-- Collected data --
————————

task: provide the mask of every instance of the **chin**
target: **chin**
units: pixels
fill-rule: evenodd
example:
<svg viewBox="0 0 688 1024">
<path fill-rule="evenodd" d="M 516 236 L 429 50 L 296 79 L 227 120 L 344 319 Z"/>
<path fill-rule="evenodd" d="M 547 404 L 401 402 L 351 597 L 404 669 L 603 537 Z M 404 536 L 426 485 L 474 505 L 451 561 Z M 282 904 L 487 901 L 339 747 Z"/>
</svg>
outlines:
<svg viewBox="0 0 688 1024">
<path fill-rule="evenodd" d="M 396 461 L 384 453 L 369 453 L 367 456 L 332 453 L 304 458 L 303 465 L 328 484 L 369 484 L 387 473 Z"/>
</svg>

————————

-- The problem --
Line by line, retype the records with no changes.

-- Task result --
task: provide the mask of every instance of the **chin**
target: **chin**
units: pixels
fill-rule: evenodd
example:
<svg viewBox="0 0 688 1024">
<path fill-rule="evenodd" d="M 516 236 L 429 50 L 296 79 L 227 120 L 344 319 Z"/>
<path fill-rule="evenodd" d="M 547 404 L 401 402 L 351 597 L 404 669 L 603 537 Z M 404 536 L 426 485 L 474 505 L 451 561 Z M 282 904 L 487 901 L 339 747 Z"/>
</svg>
outlines:
<svg viewBox="0 0 688 1024">
<path fill-rule="evenodd" d="M 396 461 L 384 453 L 369 453 L 367 456 L 332 453 L 304 458 L 303 465 L 328 484 L 369 484 L 387 473 Z"/>
</svg>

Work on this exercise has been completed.